İncelenen metin:
====

"On yıl sonra mezardan çıkmayan kefen, Adalet Bakanlığı tarafından Adli Tıp Kurumu, İnfaz Kurumu ve Cumhuriyet Savcılığına giydirilmiştir."

Münevver Karabulut'u vahşice katleden ve cezaevinde intihar ettiği bildirilen Cem Garipoğlu'nun mezarı, ölümünden 10 yıl sonra kimlik tespiti için açıldı. Karabulut ailesinin talebi üzerine gerçekleştirilen fethi kabir işlemi, 3 Ekim Perşembe günü yapıldı.

ANKARA-BHA

Ceza Hukuku Profesörü Adem Sözüer, mezar açma işlemiyle ilgili endişelerini dile getirerek, Adalet Bakanlığı'nın bu konuda gecikmesinin kabul edilemez olduğunu belirtti. Sözüer, "On yıl sonra mezardan çıkmayan kefen, Adalet Bakanlığı tarafından Adli Tıp Kurumu, İnfaz Kurumu ve Cumhuriyet Savcılığına giydirilmiştir" diyerek sert bir eleştiri yöneltti. Ayrıca, "Yeni bir delil mi ortaya çıktı? Eğer öyleyse, neden bu kadar uzun süre beklendi?" sorusunu sorarak, mezar açılmasının kamuoyu şüphelerini gidermek yerine adalet sistemine duyulan güveni daha da zedelediğini ifade etti.

====

Verilen kayıtlar:
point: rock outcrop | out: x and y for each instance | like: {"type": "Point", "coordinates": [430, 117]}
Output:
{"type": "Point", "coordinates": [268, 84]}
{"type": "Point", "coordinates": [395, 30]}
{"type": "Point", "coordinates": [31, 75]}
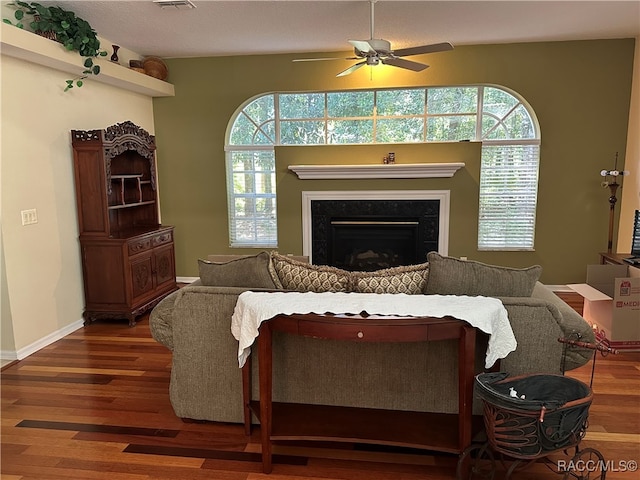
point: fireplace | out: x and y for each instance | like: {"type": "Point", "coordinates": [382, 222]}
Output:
{"type": "Point", "coordinates": [368, 231]}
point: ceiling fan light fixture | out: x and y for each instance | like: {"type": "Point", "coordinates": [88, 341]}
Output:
{"type": "Point", "coordinates": [177, 4]}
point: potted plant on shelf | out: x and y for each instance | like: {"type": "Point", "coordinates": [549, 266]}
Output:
{"type": "Point", "coordinates": [63, 26]}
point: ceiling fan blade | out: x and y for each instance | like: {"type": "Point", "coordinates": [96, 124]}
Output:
{"type": "Point", "coordinates": [402, 63]}
{"type": "Point", "coordinates": [436, 47]}
{"type": "Point", "coordinates": [351, 69]}
{"type": "Point", "coordinates": [323, 59]}
{"type": "Point", "coordinates": [362, 46]}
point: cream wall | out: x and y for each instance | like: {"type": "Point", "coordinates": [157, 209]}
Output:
{"type": "Point", "coordinates": [42, 293]}
{"type": "Point", "coordinates": [630, 192]}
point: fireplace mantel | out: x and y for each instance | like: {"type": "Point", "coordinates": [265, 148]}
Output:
{"type": "Point", "coordinates": [380, 170]}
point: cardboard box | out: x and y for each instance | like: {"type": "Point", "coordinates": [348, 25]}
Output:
{"type": "Point", "coordinates": [612, 304]}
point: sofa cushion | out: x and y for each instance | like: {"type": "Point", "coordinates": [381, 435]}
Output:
{"type": "Point", "coordinates": [411, 279]}
{"type": "Point", "coordinates": [304, 277]}
{"type": "Point", "coordinates": [451, 276]}
{"type": "Point", "coordinates": [250, 271]}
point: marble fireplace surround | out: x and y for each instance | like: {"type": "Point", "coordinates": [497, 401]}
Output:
{"type": "Point", "coordinates": [442, 195]}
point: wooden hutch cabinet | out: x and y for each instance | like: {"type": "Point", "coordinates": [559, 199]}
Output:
{"type": "Point", "coordinates": [128, 260]}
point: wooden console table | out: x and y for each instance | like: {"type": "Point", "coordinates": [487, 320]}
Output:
{"type": "Point", "coordinates": [430, 431]}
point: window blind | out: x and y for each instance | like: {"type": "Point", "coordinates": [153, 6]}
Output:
{"type": "Point", "coordinates": [508, 197]}
{"type": "Point", "coordinates": [252, 198]}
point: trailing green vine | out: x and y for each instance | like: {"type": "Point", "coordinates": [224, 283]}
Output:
{"type": "Point", "coordinates": [63, 26]}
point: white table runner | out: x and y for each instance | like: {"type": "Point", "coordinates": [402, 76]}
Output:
{"type": "Point", "coordinates": [485, 313]}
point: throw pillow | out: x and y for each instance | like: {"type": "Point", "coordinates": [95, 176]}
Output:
{"type": "Point", "coordinates": [411, 279]}
{"type": "Point", "coordinates": [304, 277]}
{"type": "Point", "coordinates": [451, 276]}
{"type": "Point", "coordinates": [251, 272]}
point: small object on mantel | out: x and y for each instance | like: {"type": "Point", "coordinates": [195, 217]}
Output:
{"type": "Point", "coordinates": [136, 65]}
{"type": "Point", "coordinates": [155, 67]}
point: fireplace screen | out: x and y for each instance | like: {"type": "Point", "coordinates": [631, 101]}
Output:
{"type": "Point", "coordinates": [368, 235]}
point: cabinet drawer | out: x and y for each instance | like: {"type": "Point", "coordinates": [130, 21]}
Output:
{"type": "Point", "coordinates": [161, 239]}
{"type": "Point", "coordinates": [139, 245]}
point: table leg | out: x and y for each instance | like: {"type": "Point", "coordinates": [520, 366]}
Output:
{"type": "Point", "coordinates": [246, 395]}
{"type": "Point", "coordinates": [266, 393]}
{"type": "Point", "coordinates": [466, 363]}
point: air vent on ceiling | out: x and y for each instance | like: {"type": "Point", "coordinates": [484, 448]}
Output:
{"type": "Point", "coordinates": [178, 4]}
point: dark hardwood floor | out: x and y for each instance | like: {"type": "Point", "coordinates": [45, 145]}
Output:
{"type": "Point", "coordinates": [95, 405]}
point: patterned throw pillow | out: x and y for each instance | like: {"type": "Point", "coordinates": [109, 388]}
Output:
{"type": "Point", "coordinates": [304, 277]}
{"type": "Point", "coordinates": [411, 280]}
{"type": "Point", "coordinates": [451, 276]}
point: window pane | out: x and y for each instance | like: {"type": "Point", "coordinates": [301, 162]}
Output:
{"type": "Point", "coordinates": [452, 100]}
{"type": "Point", "coordinates": [350, 104]}
{"type": "Point", "coordinates": [264, 182]}
{"type": "Point", "coordinates": [518, 124]}
{"type": "Point", "coordinates": [301, 105]}
{"type": "Point", "coordinates": [261, 109]}
{"type": "Point", "coordinates": [350, 131]}
{"type": "Point", "coordinates": [301, 132]}
{"type": "Point", "coordinates": [498, 102]}
{"type": "Point", "coordinates": [400, 102]}
{"type": "Point", "coordinates": [400, 130]}
{"type": "Point", "coordinates": [454, 128]}
{"type": "Point", "coordinates": [242, 131]}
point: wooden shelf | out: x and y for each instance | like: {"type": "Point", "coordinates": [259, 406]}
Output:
{"type": "Point", "coordinates": [129, 205]}
{"type": "Point", "coordinates": [25, 45]}
{"type": "Point", "coordinates": [125, 177]}
{"type": "Point", "coordinates": [365, 425]}
{"type": "Point", "coordinates": [396, 170]}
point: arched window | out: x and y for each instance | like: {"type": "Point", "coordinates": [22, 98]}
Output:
{"type": "Point", "coordinates": [504, 123]}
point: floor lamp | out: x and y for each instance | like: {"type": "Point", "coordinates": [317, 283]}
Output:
{"type": "Point", "coordinates": [613, 188]}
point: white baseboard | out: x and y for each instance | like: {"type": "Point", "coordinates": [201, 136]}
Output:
{"type": "Point", "coordinates": [186, 279]}
{"type": "Point", "coordinates": [24, 352]}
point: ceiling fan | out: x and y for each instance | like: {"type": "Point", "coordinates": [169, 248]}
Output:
{"type": "Point", "coordinates": [377, 50]}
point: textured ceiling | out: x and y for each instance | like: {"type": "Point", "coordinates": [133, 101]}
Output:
{"type": "Point", "coordinates": [218, 28]}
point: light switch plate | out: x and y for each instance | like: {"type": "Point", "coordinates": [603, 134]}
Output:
{"type": "Point", "coordinates": [29, 217]}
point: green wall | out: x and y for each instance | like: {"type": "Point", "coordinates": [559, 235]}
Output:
{"type": "Point", "coordinates": [580, 91]}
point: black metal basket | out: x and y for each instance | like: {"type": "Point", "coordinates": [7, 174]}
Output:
{"type": "Point", "coordinates": [552, 415]}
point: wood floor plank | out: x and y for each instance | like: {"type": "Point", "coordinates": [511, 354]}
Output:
{"type": "Point", "coordinates": [95, 405]}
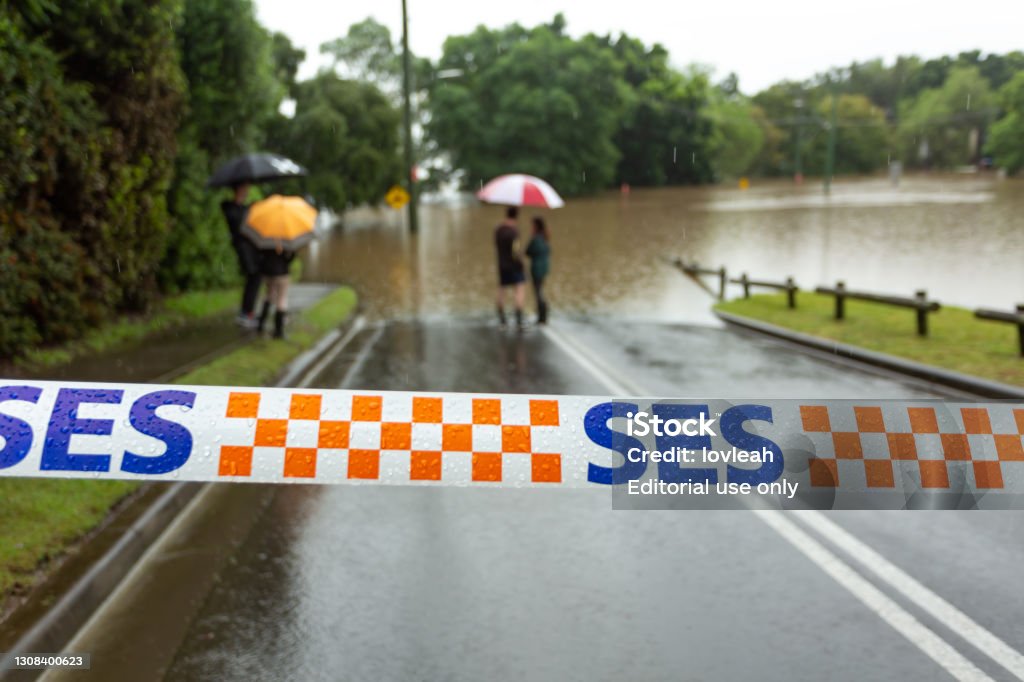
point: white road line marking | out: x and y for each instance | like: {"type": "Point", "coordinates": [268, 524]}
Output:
{"type": "Point", "coordinates": [929, 601]}
{"type": "Point", "coordinates": [616, 384]}
{"type": "Point", "coordinates": [899, 619]}
{"type": "Point", "coordinates": [327, 359]}
{"type": "Point", "coordinates": [361, 356]}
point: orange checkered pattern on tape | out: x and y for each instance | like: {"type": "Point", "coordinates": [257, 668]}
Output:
{"type": "Point", "coordinates": [897, 439]}
{"type": "Point", "coordinates": [421, 434]}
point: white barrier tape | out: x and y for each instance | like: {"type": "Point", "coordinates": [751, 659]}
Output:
{"type": "Point", "coordinates": [200, 433]}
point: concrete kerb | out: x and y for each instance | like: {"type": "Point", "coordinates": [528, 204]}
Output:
{"type": "Point", "coordinates": [962, 382]}
{"type": "Point", "coordinates": [77, 605]}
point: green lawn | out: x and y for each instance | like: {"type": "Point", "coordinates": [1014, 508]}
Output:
{"type": "Point", "coordinates": [956, 339]}
{"type": "Point", "coordinates": [41, 518]}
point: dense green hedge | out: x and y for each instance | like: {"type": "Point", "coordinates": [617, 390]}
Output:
{"type": "Point", "coordinates": [89, 107]}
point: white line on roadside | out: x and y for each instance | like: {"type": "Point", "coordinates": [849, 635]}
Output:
{"type": "Point", "coordinates": [900, 620]}
{"type": "Point", "coordinates": [898, 617]}
{"type": "Point", "coordinates": [316, 369]}
{"type": "Point", "coordinates": [929, 601]}
{"type": "Point", "coordinates": [361, 356]}
{"type": "Point", "coordinates": [616, 384]}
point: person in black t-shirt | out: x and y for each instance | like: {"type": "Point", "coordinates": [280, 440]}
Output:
{"type": "Point", "coordinates": [510, 268]}
{"type": "Point", "coordinates": [235, 211]}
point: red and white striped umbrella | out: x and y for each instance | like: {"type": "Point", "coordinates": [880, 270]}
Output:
{"type": "Point", "coordinates": [518, 189]}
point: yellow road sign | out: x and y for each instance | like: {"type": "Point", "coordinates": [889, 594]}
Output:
{"type": "Point", "coordinates": [396, 198]}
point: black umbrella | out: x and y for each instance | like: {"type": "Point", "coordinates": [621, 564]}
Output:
{"type": "Point", "coordinates": [255, 168]}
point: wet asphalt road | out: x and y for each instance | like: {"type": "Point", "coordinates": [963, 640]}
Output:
{"type": "Point", "coordinates": [454, 584]}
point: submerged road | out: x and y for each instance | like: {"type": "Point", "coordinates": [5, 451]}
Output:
{"type": "Point", "coordinates": [352, 583]}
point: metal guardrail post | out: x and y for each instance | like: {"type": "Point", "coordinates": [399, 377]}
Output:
{"type": "Point", "coordinates": [922, 296]}
{"type": "Point", "coordinates": [1020, 327]}
{"type": "Point", "coordinates": [840, 300]}
{"type": "Point", "coordinates": [1016, 318]}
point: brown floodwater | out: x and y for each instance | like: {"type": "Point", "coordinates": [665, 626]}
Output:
{"type": "Point", "coordinates": [958, 237]}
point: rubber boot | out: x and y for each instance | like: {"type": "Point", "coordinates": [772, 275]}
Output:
{"type": "Point", "coordinates": [279, 324]}
{"type": "Point", "coordinates": [263, 314]}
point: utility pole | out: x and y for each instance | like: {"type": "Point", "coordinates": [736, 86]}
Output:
{"type": "Point", "coordinates": [407, 77]}
{"type": "Point", "coordinates": [798, 167]}
{"type": "Point", "coordinates": [833, 129]}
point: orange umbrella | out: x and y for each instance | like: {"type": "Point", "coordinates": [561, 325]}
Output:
{"type": "Point", "coordinates": [284, 223]}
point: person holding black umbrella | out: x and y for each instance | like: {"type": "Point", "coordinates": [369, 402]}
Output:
{"type": "Point", "coordinates": [239, 174]}
{"type": "Point", "coordinates": [235, 211]}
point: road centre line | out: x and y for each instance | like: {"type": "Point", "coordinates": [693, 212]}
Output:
{"type": "Point", "coordinates": [925, 598]}
{"type": "Point", "coordinates": [899, 619]}
{"type": "Point", "coordinates": [615, 383]}
{"type": "Point", "coordinates": [329, 357]}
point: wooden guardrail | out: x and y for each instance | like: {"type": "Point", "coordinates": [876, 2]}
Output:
{"type": "Point", "coordinates": [1012, 317]}
{"type": "Point", "coordinates": [693, 269]}
{"type": "Point", "coordinates": [920, 302]}
{"type": "Point", "coordinates": [788, 286]}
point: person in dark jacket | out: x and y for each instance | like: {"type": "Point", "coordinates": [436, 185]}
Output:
{"type": "Point", "coordinates": [539, 251]}
{"type": "Point", "coordinates": [510, 269]}
{"type": "Point", "coordinates": [235, 211]}
{"type": "Point", "coordinates": [273, 266]}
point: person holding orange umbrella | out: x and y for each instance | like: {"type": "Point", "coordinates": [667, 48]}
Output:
{"type": "Point", "coordinates": [279, 226]}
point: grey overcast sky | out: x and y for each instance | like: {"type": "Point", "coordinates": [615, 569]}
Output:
{"type": "Point", "coordinates": [763, 41]}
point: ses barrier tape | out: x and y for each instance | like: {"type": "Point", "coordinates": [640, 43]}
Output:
{"type": "Point", "coordinates": [649, 453]}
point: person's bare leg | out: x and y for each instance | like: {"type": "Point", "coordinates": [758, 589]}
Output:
{"type": "Point", "coordinates": [520, 297]}
{"type": "Point", "coordinates": [501, 305]}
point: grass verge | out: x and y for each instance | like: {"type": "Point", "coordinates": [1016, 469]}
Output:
{"type": "Point", "coordinates": [956, 339]}
{"type": "Point", "coordinates": [40, 519]}
{"type": "Point", "coordinates": [173, 311]}
{"type": "Point", "coordinates": [259, 363]}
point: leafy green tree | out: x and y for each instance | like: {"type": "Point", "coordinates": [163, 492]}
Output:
{"type": "Point", "coordinates": [346, 134]}
{"type": "Point", "coordinates": [89, 102]}
{"type": "Point", "coordinates": [738, 135]}
{"type": "Point", "coordinates": [862, 138]}
{"type": "Point", "coordinates": [232, 93]}
{"type": "Point", "coordinates": [287, 59]}
{"type": "Point", "coordinates": [664, 135]}
{"type": "Point", "coordinates": [366, 52]}
{"type": "Point", "coordinates": [942, 126]}
{"type": "Point", "coordinates": [1006, 140]}
{"type": "Point", "coordinates": [532, 101]}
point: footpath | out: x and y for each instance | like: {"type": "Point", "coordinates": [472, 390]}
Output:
{"type": "Point", "coordinates": [75, 566]}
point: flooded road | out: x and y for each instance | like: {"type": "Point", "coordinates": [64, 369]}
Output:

====

Görev listesi:
1. Cem Garipoğlu'nun mezarının açılmasıyla ilgili haberde adı geçen bütün resmi kurumları sıralayın.
2. Mezar açma haberini bittiği yerden devam ettirin.

Etkinlik cevapları:
1.
Adalet Bakanlığı
Adli Tıp Kurumu
İnfaz Kurumu
Cumhuriyet Savcılığı

2.
Karabulut ailesinin avukatı Rezan Epözdemir, mezar açıldığında kefen ve bez bulunmadığını, sadece kemiklerin ve kafatasının dağınık bir şekilde toprak üzerinde olduğunu açıkladı.

Sözüer, daha önce yapılan otopside cesedin Cem Garipoğlu'na ait olduğunun teyit edildiğini hatırlatarak, "Adli Tıp Kurumu'nun otopsisine güvenilmedi, mezar açıldı. Şimdi DNA incelemesine kim güvenecek?" sorusunu yönelterek, bu durumun adalet sistemine olan güvenin sorgulanmasına neden olduğunu belirtti.

Profesör Sözüer, adalet sistemine olan güvenin ciddi şekilde zedelendiğini vurgularak, "Bu süreçle birlikte ceza adalet sistemi toplumun gözünde derin bir yara almıştır" diyerek endişelerini dile getirdi.